Given instruction » Retype all of the entries below word for word, reproducing each line precisely but omitting the pictures.

====== Data shown

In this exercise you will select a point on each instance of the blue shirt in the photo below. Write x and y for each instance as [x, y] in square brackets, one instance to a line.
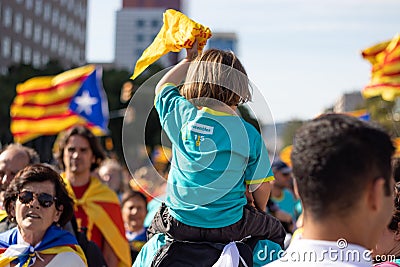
[214, 155]
[287, 203]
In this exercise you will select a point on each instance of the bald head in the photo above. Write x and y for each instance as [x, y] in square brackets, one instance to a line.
[12, 159]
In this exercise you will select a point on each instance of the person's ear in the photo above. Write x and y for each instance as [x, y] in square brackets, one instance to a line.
[376, 194]
[59, 211]
[12, 209]
[397, 232]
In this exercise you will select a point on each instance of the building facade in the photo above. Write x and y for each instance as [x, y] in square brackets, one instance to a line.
[223, 41]
[138, 23]
[37, 31]
[349, 102]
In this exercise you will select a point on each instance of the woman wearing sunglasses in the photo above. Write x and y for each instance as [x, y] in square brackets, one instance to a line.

============

Solution to this problem »
In this exercise you will select a point on each instance of the blue shirt in the photo below. Write x and y for each instance as [x, y] in square brackets, one instance to a line.
[214, 155]
[287, 203]
In this exercise you will select a point on each instance of the bald head in the photo above. Write x and y for each instance as [x, y] in square brackets, one instance to a line.
[12, 159]
In this exercise you will select a point on each instance of the person's ear in the photo above. Write x and y for each instance as [x, y] in square brackets, one instance to a line.
[376, 194]
[59, 211]
[12, 209]
[397, 232]
In this exercise you will select a point on each instance of the building facade in the photo above. Write x and y for each instance as [x, y] in square brackets, one instance to a line.
[223, 41]
[138, 23]
[37, 31]
[349, 102]
In this exercise you will select a point on each instance of the woman wearing sunglasses in the photo above. Write x and y for each instance as [x, y] in square brackets, one instance to a line.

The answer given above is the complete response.